▸ Source text:
•••••

During our school years
we take thousands of tests. Many of these consist of multiple choices, where there is one correct answer and 3 incorrect answers. We’re taught to choose the right answer and quickly move on to the next question.
Business is different.
There are often multiple “correct” answers, some better than others, but few “right” or “wrong”. However, once we find an answer that seems to fit, our tendency will be to accept that and move on. For minor issues, with low impact ramifications, finding an answer and moving on is often the prudent thing to do. However, for a problem or situation that has significant downstream consequences, you don’t necessarily want to stop at the first idea.
Ask “What else?”.
Once someone comes up with an idea, follow that idea and flush it out. Then after you have a good handle on this answer, ask, “What else?” Encourage thinking to continue and come up with other ideas. Ask:
What else can cause this?
What else can you think of that could solve this?
What else comes to mind?
What else have others thought about?
What else have others implemented?
What else might happen?
What else should we consider?
Variations of “What else?”
include “Where else”, “How else”, “Who else” and “When else?”
Where else can you find information?
Where else might you see that symptom
Where else have you seen this issue?
How else can you construct that?
How else can that be viewed?
How else can you accomplish that?
Who else should be involved?
Who else would have additional information?
Who else should be part of this communication?
When else did something like this happen?
When else have we been in this situation?
; Encouraging people to think about alternatives often results in additional ideas, and at the very least, a more thought out original idea. Ask, "What Else?" to stimulate additional thinking beyond just the first multiple choice answer.

•••••

▸ Excerpted data:

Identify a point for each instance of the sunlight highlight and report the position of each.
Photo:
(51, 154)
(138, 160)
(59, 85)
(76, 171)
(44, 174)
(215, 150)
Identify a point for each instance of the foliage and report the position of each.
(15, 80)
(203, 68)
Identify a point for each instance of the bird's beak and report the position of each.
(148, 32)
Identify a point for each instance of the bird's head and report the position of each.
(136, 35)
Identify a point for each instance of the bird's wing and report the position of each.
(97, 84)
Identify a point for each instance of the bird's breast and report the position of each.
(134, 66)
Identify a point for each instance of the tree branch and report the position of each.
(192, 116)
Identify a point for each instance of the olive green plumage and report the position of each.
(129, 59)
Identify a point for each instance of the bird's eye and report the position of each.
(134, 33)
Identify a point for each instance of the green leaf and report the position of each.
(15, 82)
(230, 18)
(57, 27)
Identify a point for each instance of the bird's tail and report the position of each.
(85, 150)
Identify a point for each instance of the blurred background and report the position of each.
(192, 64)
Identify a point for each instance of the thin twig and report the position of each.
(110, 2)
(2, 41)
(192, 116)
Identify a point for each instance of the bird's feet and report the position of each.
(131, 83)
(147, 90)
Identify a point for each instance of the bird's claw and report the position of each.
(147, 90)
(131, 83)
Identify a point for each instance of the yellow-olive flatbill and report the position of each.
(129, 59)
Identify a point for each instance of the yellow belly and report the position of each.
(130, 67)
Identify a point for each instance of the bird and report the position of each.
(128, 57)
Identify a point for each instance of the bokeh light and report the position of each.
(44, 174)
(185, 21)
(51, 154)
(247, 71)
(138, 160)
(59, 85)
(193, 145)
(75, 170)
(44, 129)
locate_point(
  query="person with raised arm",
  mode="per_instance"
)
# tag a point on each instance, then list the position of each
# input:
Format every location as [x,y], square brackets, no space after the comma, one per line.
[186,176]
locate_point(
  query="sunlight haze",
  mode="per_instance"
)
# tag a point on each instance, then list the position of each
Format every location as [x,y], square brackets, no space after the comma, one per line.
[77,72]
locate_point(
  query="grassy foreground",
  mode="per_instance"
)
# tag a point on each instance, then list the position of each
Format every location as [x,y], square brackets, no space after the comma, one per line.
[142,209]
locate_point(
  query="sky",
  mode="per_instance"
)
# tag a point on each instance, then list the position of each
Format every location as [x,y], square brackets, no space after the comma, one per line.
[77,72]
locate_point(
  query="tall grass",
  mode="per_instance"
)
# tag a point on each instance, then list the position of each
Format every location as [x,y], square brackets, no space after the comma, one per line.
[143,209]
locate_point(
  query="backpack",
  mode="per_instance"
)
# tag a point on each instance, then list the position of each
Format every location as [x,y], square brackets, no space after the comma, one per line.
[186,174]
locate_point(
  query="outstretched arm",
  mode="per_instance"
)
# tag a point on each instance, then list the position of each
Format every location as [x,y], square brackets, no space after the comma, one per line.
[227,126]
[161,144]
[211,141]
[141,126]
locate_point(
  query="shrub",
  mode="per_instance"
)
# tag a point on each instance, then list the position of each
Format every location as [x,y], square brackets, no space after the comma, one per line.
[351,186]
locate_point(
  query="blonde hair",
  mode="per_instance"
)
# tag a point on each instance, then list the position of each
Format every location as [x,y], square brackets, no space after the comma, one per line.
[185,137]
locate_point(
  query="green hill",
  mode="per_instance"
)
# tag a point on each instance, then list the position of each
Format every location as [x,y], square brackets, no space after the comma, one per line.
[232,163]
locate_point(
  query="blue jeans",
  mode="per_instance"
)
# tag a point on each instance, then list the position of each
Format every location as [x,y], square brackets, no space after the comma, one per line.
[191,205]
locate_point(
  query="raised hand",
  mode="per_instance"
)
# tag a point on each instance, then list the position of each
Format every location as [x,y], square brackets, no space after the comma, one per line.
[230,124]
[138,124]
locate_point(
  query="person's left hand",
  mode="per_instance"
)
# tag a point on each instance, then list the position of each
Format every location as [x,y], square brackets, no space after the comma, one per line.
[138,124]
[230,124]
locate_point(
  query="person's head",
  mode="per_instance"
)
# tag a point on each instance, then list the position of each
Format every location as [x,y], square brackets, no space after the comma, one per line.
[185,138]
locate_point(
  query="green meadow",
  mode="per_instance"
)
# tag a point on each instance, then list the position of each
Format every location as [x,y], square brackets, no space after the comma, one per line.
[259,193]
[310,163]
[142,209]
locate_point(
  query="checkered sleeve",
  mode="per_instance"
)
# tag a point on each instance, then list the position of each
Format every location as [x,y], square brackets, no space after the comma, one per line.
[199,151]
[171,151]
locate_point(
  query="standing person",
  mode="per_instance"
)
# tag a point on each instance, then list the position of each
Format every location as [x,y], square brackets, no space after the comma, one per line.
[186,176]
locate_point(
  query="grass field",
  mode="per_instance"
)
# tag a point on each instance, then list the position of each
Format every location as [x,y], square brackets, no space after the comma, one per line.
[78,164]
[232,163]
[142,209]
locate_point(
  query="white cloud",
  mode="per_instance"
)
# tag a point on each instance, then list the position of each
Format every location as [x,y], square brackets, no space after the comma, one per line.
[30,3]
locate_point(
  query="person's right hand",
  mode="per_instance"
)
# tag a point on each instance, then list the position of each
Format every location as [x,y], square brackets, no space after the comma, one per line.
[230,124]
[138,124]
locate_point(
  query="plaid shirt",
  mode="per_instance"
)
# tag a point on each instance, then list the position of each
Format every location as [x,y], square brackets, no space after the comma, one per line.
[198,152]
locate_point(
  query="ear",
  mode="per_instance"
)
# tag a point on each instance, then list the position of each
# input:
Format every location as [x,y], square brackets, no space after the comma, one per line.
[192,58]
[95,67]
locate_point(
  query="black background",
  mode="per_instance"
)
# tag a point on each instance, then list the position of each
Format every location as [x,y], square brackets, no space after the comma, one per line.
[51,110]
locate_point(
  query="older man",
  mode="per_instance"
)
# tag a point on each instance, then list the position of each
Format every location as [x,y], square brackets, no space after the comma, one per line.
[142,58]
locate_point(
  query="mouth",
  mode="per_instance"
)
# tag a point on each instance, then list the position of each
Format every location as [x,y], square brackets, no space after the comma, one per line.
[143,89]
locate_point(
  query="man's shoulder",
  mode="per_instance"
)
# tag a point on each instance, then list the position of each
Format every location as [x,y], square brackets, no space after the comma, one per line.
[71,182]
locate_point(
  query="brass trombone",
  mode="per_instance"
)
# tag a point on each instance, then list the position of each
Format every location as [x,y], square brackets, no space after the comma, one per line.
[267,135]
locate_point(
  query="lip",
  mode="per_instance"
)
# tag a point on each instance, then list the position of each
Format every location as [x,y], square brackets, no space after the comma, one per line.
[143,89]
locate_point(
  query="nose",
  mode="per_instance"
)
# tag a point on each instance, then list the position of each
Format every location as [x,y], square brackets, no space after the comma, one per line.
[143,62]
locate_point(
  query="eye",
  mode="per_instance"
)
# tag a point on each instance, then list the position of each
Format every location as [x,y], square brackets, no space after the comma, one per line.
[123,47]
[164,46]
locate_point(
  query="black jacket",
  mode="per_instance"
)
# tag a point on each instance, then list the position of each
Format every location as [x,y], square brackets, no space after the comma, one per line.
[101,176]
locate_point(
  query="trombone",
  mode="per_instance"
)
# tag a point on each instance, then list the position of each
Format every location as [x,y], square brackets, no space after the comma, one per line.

•••••

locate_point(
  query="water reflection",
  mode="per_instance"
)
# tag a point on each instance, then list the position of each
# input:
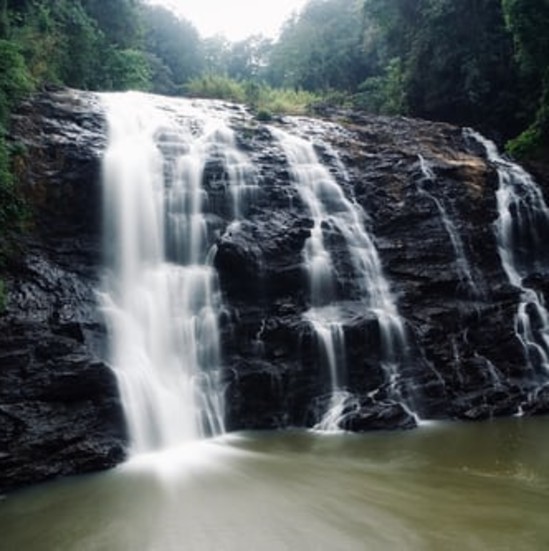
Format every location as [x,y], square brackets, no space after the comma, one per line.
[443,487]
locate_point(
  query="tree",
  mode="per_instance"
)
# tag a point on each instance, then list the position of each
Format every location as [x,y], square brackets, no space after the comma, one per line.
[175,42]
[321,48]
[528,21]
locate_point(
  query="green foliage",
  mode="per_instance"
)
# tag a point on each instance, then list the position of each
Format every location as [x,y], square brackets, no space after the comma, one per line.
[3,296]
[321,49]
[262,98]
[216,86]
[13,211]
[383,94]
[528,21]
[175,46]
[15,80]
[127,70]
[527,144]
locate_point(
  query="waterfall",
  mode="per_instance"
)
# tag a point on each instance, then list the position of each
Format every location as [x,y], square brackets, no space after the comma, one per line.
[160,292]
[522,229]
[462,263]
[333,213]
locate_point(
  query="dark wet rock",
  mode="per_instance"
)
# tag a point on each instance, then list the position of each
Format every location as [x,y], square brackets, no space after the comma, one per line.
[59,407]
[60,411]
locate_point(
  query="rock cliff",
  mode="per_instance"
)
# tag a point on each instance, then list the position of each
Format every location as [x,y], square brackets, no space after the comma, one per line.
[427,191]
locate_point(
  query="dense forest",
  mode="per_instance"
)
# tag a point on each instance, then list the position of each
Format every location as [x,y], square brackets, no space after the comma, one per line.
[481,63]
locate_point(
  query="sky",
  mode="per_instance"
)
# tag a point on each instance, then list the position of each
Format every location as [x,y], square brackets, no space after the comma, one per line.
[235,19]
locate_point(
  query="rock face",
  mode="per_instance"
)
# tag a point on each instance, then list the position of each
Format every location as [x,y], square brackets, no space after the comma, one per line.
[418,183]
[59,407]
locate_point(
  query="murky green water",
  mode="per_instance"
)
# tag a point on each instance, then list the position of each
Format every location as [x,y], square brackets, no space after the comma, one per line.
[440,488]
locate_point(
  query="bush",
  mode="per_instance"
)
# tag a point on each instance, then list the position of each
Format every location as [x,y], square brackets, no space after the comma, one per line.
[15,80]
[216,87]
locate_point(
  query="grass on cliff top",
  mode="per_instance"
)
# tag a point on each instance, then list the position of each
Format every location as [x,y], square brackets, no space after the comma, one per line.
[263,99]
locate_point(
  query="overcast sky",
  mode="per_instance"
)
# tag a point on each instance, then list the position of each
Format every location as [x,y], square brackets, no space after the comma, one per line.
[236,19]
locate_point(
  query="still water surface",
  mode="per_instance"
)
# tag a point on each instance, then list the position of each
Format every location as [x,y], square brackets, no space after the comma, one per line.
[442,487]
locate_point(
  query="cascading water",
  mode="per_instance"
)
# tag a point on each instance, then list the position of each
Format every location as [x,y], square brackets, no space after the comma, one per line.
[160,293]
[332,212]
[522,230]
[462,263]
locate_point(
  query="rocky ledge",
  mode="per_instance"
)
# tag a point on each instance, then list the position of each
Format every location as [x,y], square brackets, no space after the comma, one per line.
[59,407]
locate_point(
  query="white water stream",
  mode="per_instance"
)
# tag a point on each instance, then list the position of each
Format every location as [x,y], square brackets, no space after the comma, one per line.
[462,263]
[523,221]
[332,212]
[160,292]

•••••

▸ Exercise brief:
From the passage above about asking "What else?", copy the text word for word, starting at "Where else might" and ending at "like this happen?".

▸ Answer box:
Where else might you see that symptom
Where else have you seen this issue?
How else can you construct that?
How else can that be viewed?
How else can you accomplish that?
Who else should be involved?
Who else would have additional information?
Who else should be part of this communication?
When else did something like this happen?